--- BEGIN ---

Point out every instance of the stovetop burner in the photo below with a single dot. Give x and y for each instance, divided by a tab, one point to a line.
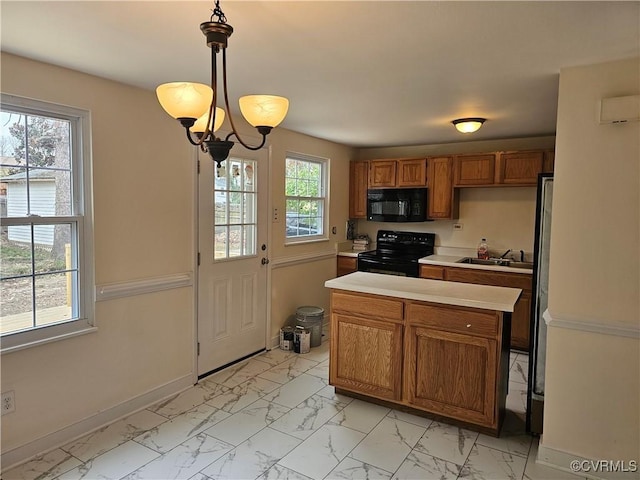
397	253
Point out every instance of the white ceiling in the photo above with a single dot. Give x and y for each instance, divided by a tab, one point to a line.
360	73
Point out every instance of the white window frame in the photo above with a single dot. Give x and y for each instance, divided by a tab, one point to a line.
81	219
325	164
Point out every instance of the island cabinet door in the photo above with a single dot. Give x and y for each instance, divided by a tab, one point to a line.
366	356
448	371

--- END ---

> **What to do**: Give back the entries verbatim. Do not include any picture.

> **Exercise response**:
Point out every instance of the stovetop burner in the photo below with a single dot. Give x and y for each instance, divided by a tab, one point to a line.
397	253
Point out every instance of the white ceiling in the photo above with a single dot. Give x and y for each instance, divided by a tab, one point to a line.
360	73
Point out every instance of the white window frame in the photo above with a single dot. Give x and y for each instance, divided by a tab, one point to a line.
81	219
325	164
Point out every instance of the island cabinet door in the photo above with a single dot. Give x and y for each instance, divided by a tab, one point to a line.
366	356
448	371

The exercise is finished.